Die Aufgaben ▸
**a)** Prüfe, ob diese Aussagen zum Text über das Kriegsende in Bayern passen: (i) Die OHL gab die Niederlage erst Ende September 1918 offiziell zu. (ii) Die Matrosen in Kiel hatten die Stadt bis zum 3. November unter ihrer Kontrolle. (iii) Die bayerische Regierung wurde am 2. November umgebildet. Antworte jeweils mit Ja oder Nein und zitiere die entscheidenden Worte aus dem Text.
**b)** Wer stand laut dem Text über das Kriegsende in Bayern an der Spitze der Obersten Heeresleitung?
**c)** Schreib den Text über das Kriegsende in Bayern ab seinem letzten Satz weiter.

Zum Ende des Krieges wurde das deutsche Reich de facto nicht vom Kaiser oder seiner Regierung, sondern von der Obersten Heeresleitung (OHL) unter Paul von Hindenburg und Erich Ludendorff in der Art einer Militärdiktatur regiert.

In weiten Kreisen der bayrischen Bevölkerung wurde die Politik des preußischen Obrigkeitsstaats als eine der Hauptursachen für den Krieg betrachtet. Dem bayerischen König Ludwig III. wurde vorgeworfen nur ein Parteigänger des Kaisers zu sein. Dadurch verlor der schon zuvor unbeliebte König, der sich nach Ansicht der Bevölkerung 1913 zu Unrecht vom Prinzregenten zum König gemacht hatte, nach dem Eingeständnis der Kriegsniederlage durch die Oberste Heeresleitung (OHL) die letzte Autorität und Loyalität in Bayern.

Die OHL hatte erst Ende September 1918 die deutsche Niederlage im Weltkrieg offiziell eingestanden, obwohl sie die Lage schon im August als aussichtslos eingestuft hatte. Ende Oktober sollte die Hochseeflotte trotzdem noch zu einer aussichtslosen Entscheidungsschlacht auslaufen. Die Matrosen weigerten sich, sich so kurz vor dem ersehnten Kriegsende auf eine Selbstmordmission zu begeben.

Am 29. Oktober meuterte im norddeutschen Wilhelmshaven die Besatzung der Kriegsflotte und wenig später kam es in Kiel zum offenen Aufstand der Matrosen, die die Stadt bis zum 3. November in ihre Gewalt brachten. Während des Aufstands wurden Soldaten- und Arbeiterräte gebildet. Der Erfolg der Matrosen breitete sich in kurzer Zeit in ganz Deutschland aus und führte zur Novemberrevolution.

In Bayern kam es noch zu einem letzten Versuch, die Monarchie mit einer Verfassungsreform zu retten. Regierung und Parlament einigten sich am 2. November 1918 auf ein Abkommen zur Einführung des Verhältniswahlrechts, eine Reform der ersten Kammer des Landtags und die Überprüfung von Standesvorrechten. Am 7. November wurde die Regierung umgebildet und erstmals Zentrum, Demokraten und Sozialdemokraten daran beteiligt. Das Abkommen zur Parlamentarisierung wurde am 6. November von der 2. Kammer gebilligt und sollte am 8. November von der 1. Kammer verabschiedet werden. Aber diese Reformen kamen zu spät. Sie wurden durch die sich überstürzenden Ereignisse der Revolution überrollt.

Gegebene Zeilen ▸
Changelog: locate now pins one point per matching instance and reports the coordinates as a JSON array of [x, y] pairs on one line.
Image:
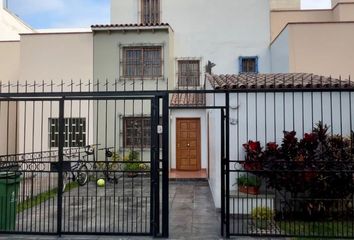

Die Lösungen ▸
**a)**
(i) Ja: „Die OHL hatte erst Ende September 1918 die deutsche Niederlage im Weltkrieg offiziell eingestanden“
(ii) Ja: „die die Stadt bis zum 3. November in ihre Gewalt brachten“
(iii) Nein: „Am 7. November wurde die Regierung umgebildet“

**b)** Paul von Hindenburg und Erich Ludendorff.

**c)**
Die verschiedenen Interessengruppen

Die drei bestimmenden politischen Parteien der Revolution, sowohl im Reich als auch in Bayern, waren die MSPD (oder SPD), die USPD und der Spartakusbund, bzw. ab Anfang 1919 die KPD. Speziell in Bayern spielten außerdem der Bayerische Bauernbund und, relativ unabhängig von der Parteienlandschaft, eine Fraktion linksintellektueller, teilweise anarchistischer Schriftsteller und anderer Kulturschaffender, die eher antiautoritäre und undogmatische Vorstellungen von Sozialismus vertraten, eine wichtige Rolle.

Weitere Vereinigungen waren der Allgemeine Studentenausschuss, der Rat der bildenden Künstler Münchens und der Aktionsausschuss revolutionärer Künstler.
Unter den Künstlern gab es jedoch auch bekannte Gegner der Revolution, beispielsweise Thomas Mann, aber auch er sah die Revolution als durch den fehlenden Widerstand legitimiert an.
Die erste offiziell ausgerufene Räterepublik vom 7. April bis 13. April 1919 war von Literaten wie dem Pazifisten Ernst Toller (USPD), oder den parteilosen Anarchisten Gustav Landauer und Erich Mühsam geprägt. Auch der Finanztheoretiker und Begründer der Freiwirtschaftslehre Silvio Gesell, dem Ernst Niekisch zuvor einen Sitz in der Sozialisierungskommission angeboten hatte, wurde als Finanzminister Mitglied in der Regierung der ersten Räterepublik, dem sogenannten „Zentralrat“. Toller und Landauer beteiligten sich auch nach der Führungsübernahme durch die KPD, die die erste Räterepublik als Scheinräterepublik bezeichnet hatte, an der kommunistisch dominierten zweiten Räterepublik. Allerdings trat Landauer, enttäuscht von der Haltung und Politik der KPD-Führung, schon drei Tage nach der kommunistischen Revolution von seinen politischen Funktionen und Ämtern zurück.

Abgesehen von der SPD-Führung traten neben schon bestehenden konservativen und republikfeindlichen Parteien einige erst während der Revolution gegründete konservative und rechtsextreme Gruppierungen als strikte Gegner der linken Revolutionäre auf, die jedoch als politische Parteien bis zur Niederschlagung der Räterepublik nur eine marginale Rolle inne hatten.



Die BVP als Schwesterpartei des Zentrums will andeuten, dass die bayerische Revoutionsregierung unter Kurt Eisner (USPD) zu ähnlichem Radikalismus neigt.


Ebenfalls während der Revolution, am 5. Januar 1919, wurde mit der Deutschen Arbeiterpartei eine völkisch-rechtsextreme und antisemitische Partei gegründet, die aber zunächst relativ bedeutungslos blieb. 1920 wurde sie in NSDAP umbenannt und gewann später eine zunehmend verhängnisvolle Bedeutung in der deutschen Geschichte.
Text nach www.wikipedia.de ; Bebilderung von : Christian Heidinger
Verwendete Literatur:
Bernhard Grau, Kurt Eisner : 1867-1919. Eine Biografie . München 2001.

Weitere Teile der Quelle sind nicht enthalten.